**Excerpted text:**
━━━━━━━━━━━━━━━━━━━━

At the former trailer park, large round circles double as benches and pieces of the hydraulic system. Concrete circles around the structures serve as stability and as a visual feature. The walking paths are made to also be driveways for maintenance vehicles.

May said in projects like this, planners try to work in aspects that can be functional while serving another purpose or making the park more visually pleasing.

“When we designed these stormwater park facilities, what we’re looking for is the opportunity to provide other benefits to the community,” May said.

The second stormwater park in Kitsap

Whispering Firs will be the second stormwater park in Kitsap, the first being in Manchester. Kitsap County Public Works used community input from the Manchester park when making plans for this one, May said

At the front of the park are tall old pine trees providing shade to picnic tables underneath.

“We were able to save all the trees out front because we really didn’t need to use that area and they were really big mature trees,” May said. “We also recognize the fact that trees are a huge way to treat stormwater. Mature conifer trees, if you can save them, they just are fantastic. So why not keep those?”

Silverdale has a new park that doubles as a stormwater cleaning facility located off Silverdale Way.

County officials have plans to link the park to Clear Creek Trail so folks can walk to the park more easily. There are only a few parking spots, but May says he's hoping neighborhood residents take advantage of the park by getting there on foot.

━━━━━━━━━━━━━━━━━━━━

**Assigned task 1:** In the stormwater park article, where is the first stormwater park in Kitsap?
**Assigned task 2:** Please resume the stormwater park article, picking up after its final sentence.
The records were drawn from a separate source.

**Items from a data source:**

━━━━━━━━━━━━━━━━━━━━

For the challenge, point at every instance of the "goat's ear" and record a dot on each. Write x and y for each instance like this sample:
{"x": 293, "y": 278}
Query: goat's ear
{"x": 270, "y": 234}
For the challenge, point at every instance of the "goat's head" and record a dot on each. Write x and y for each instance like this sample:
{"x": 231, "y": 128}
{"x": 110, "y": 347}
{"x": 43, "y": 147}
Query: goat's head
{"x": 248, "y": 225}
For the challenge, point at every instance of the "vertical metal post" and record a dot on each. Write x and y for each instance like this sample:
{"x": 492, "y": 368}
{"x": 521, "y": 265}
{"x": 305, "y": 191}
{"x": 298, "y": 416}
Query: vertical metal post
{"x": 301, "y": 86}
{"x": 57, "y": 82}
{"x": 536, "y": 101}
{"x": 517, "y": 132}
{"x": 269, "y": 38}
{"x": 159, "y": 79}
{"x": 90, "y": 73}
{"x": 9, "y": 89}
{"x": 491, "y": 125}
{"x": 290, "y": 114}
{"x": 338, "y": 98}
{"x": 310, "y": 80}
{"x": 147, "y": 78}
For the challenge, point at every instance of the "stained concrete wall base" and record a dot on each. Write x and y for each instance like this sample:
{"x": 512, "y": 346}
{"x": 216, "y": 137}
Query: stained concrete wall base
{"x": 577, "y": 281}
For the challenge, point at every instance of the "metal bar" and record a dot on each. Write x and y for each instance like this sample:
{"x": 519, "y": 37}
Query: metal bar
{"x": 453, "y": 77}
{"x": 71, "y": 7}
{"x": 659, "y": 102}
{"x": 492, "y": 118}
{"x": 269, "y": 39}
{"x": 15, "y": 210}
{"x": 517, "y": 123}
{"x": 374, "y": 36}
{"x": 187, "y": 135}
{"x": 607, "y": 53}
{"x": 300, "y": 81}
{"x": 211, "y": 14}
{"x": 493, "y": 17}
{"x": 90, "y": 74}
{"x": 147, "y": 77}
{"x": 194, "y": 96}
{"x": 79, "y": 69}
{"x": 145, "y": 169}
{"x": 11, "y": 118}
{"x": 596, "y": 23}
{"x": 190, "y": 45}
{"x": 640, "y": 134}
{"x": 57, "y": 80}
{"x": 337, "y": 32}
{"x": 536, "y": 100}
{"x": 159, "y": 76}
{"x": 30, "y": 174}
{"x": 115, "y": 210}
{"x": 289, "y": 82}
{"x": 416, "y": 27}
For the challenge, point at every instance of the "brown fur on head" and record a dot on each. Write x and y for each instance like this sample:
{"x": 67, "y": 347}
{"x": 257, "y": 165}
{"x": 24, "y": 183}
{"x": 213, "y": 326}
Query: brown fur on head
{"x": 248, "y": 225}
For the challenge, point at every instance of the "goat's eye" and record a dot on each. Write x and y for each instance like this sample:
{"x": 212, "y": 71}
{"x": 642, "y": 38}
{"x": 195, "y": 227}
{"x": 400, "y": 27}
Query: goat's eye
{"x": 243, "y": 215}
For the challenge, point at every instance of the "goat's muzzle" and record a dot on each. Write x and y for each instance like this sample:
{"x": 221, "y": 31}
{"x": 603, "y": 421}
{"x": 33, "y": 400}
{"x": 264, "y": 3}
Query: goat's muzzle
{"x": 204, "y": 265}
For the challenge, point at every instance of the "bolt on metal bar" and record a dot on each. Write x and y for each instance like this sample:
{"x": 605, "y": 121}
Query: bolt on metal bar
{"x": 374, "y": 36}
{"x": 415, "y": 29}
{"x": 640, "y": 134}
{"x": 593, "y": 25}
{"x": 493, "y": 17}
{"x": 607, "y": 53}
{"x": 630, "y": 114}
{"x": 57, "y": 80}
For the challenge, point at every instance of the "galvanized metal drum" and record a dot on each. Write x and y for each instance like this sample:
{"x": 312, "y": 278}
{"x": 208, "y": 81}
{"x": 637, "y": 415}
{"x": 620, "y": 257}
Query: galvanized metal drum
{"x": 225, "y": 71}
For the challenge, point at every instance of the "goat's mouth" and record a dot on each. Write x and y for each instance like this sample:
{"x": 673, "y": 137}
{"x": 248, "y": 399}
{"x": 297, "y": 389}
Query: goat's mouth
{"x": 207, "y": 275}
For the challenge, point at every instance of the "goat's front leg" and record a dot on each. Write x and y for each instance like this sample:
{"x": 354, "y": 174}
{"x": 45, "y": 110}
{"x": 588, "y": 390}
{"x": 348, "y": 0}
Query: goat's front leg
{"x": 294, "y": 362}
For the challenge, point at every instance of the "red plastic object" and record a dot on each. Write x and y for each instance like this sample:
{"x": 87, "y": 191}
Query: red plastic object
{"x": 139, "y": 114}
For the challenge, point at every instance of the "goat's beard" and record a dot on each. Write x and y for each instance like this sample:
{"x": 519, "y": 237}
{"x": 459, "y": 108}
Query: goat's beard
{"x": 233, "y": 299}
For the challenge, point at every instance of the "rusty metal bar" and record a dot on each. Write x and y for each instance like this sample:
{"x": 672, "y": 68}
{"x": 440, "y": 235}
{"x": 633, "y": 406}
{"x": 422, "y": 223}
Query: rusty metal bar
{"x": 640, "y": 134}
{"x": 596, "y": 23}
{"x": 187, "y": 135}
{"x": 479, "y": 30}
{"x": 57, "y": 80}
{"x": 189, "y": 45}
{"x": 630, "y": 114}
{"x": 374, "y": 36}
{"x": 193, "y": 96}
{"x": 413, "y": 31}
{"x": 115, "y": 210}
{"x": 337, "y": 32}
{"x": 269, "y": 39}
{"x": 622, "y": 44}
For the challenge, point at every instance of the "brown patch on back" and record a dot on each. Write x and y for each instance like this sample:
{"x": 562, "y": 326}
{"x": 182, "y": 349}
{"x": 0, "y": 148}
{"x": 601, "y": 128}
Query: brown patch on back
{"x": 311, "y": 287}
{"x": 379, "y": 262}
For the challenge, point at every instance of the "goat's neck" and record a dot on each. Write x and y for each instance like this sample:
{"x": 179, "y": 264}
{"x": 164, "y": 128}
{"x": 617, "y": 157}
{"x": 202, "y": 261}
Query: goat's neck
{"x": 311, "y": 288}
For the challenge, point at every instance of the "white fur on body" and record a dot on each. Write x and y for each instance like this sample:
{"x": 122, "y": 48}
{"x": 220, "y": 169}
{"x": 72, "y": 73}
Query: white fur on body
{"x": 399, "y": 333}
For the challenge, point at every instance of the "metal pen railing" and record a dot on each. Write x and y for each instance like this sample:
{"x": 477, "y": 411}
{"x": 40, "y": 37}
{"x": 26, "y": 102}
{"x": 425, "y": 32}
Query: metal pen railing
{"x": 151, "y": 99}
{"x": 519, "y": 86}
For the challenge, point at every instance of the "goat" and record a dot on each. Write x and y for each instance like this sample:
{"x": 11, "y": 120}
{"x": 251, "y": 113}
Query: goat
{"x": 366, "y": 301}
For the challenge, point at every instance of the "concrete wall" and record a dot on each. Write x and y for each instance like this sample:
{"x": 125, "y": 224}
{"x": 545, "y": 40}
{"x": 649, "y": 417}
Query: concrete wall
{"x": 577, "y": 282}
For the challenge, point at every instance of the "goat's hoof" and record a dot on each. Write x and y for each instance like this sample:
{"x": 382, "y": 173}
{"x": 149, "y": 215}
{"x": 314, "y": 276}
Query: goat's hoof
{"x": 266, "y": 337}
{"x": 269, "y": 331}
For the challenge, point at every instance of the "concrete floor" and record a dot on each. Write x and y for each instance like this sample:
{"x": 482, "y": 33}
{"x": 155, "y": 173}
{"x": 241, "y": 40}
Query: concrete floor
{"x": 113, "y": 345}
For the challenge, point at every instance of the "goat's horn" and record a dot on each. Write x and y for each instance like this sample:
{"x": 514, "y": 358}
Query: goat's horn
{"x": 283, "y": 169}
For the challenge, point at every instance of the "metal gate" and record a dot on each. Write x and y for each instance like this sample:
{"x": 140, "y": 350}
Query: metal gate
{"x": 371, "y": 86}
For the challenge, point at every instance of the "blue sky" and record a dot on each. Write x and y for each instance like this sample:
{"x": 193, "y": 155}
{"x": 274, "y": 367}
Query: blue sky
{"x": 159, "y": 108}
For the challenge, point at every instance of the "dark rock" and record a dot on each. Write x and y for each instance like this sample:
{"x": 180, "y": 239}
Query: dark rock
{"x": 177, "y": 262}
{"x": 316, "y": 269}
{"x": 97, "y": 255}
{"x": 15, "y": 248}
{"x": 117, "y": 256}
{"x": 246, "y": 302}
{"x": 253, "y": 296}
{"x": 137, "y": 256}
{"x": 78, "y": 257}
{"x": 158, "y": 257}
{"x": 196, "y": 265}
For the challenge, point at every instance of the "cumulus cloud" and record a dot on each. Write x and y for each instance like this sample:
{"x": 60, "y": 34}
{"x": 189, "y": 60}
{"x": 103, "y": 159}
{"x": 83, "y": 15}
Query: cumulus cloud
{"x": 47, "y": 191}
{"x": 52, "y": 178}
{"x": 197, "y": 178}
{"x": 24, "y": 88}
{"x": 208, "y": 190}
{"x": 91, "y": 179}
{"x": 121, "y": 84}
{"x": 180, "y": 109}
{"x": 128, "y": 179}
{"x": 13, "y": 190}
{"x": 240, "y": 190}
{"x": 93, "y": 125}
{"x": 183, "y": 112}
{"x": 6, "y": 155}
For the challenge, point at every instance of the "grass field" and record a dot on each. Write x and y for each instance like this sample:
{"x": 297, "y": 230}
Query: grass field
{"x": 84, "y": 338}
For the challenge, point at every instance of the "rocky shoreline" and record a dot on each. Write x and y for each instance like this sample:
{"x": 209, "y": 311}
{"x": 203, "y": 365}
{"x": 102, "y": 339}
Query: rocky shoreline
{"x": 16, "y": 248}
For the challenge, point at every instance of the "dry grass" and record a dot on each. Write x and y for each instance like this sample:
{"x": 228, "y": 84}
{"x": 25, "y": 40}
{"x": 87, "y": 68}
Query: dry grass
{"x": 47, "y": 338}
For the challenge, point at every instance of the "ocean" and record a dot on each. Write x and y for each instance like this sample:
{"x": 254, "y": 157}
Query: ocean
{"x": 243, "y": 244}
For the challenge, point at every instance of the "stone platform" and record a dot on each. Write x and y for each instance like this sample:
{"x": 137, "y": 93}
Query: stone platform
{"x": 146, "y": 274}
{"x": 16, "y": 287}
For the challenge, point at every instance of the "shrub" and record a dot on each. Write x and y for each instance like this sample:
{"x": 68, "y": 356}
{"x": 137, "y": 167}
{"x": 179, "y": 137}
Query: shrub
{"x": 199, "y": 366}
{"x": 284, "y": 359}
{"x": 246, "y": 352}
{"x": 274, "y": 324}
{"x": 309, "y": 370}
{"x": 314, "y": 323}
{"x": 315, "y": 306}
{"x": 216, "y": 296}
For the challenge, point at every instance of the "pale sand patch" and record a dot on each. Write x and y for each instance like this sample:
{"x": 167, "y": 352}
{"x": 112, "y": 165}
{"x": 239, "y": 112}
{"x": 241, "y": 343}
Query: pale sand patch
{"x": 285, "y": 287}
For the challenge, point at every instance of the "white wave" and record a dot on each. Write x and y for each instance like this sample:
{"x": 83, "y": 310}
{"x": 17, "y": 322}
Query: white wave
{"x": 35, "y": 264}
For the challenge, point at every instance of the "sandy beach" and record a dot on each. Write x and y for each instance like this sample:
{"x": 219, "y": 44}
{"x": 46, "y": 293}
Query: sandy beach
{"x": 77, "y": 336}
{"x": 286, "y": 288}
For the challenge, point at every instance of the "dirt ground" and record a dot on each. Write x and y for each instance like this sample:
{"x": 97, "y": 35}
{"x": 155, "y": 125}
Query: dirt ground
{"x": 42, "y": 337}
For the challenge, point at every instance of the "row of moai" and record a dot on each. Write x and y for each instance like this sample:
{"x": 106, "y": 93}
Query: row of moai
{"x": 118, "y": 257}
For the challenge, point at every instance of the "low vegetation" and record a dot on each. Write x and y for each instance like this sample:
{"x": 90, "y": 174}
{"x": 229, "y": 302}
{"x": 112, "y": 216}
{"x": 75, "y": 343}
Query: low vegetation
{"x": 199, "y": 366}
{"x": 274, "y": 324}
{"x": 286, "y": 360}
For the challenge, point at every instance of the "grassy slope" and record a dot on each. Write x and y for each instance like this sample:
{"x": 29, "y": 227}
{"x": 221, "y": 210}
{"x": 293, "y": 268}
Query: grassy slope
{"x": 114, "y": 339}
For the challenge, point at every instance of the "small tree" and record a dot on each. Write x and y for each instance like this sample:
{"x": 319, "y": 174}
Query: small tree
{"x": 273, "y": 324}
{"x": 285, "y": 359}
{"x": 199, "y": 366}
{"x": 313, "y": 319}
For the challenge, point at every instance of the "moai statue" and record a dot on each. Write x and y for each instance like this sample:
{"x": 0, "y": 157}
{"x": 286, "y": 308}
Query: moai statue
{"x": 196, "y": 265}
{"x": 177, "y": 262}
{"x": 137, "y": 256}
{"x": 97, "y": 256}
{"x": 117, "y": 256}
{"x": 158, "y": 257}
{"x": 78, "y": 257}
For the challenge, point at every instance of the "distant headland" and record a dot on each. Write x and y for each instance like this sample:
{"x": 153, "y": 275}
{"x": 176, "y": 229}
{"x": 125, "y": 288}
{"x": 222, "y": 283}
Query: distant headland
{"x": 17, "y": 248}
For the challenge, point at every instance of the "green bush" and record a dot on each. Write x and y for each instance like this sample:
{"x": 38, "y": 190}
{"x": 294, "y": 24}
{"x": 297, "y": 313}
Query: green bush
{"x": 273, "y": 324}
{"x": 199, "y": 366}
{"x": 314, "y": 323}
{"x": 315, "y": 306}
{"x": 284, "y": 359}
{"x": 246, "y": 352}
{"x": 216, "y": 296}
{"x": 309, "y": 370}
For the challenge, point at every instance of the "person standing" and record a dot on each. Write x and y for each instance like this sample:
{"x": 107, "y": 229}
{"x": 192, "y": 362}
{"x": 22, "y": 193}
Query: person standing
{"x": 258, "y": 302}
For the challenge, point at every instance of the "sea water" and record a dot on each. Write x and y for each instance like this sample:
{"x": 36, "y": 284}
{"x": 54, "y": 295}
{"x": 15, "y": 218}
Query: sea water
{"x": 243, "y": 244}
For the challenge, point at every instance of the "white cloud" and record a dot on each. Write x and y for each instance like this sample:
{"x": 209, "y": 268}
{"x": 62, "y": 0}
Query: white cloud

━━━━━━━━━━━━━━━━━━━━

**Response 1:** In Manchester.

**Response 2:**
There are also plans to work with educators to bring students out to the park to teach them about water quality and stormwater, May said. With that in mind, the park was designed so that the work being done to clean the water is visible. During or after a storm, park-goers will be able to see dirty stormwater in a channel being distributed to the bio-retention cells, which will clean the water on its way to the ponds.

The ponds provide flow control to the water, which returns to Clear Creek. The ponds are designed to flow at the same level and help prevent flash-flows to the creek, which can cause erosion.

May said the park is part of an ongoing effort to bring Clear Creek back to a functional stream ecosystem after being damaged from farming and development. The goals are to reduce flooding for the people in Silverdale, work on the stream’s ecosystem, and clean the water so when it’s sent to the Dyes Inlet, it’s safe for salmon, orcas and people.

Chris May of Kitsap Public Works explains how stormwater is cleaned through the bio-retention cells then flows into the ponds before being carried back to Clear Creek.

“Silverdale is probably our biggest area of people, traffic and cars,” May said. “So, it’s probably the biggest pollution-generating area in the county. So focusing our stormwater treatment efforts on this watershed just made sense to begin with.”

He expects Whispering Firs to last over 30 years before needing any major maintenance.

“Another nice thing about this park is we actually only needed three cells but we built a fourth cell so we could take one cell offline at any time to do maintenance on it,” he said. “That also helps us keep the capacity of the park treatment going for years.”

Mission Creek Corrections Center for Women in Belfair played a role in the preparation of the park. Through one of the prison's programs and the Kitsap County Conservation District, inmates are able to come to Whispering Firs to do landscape maintenance.

“Hopefully they take whatever they learn and are able to get a job at a nursery or as a landscaper or something like that," May said.

Whispering Firs Stormwater Park features four bio-retention cells, two ponds, walkways and picnic tables.

Whispering Firs is a regional stormwater facility, meaning it treats water for an entire area – in this case, Silverdale. There are about a dozen of these facilities in Kitsap, May said, though only two double as parks.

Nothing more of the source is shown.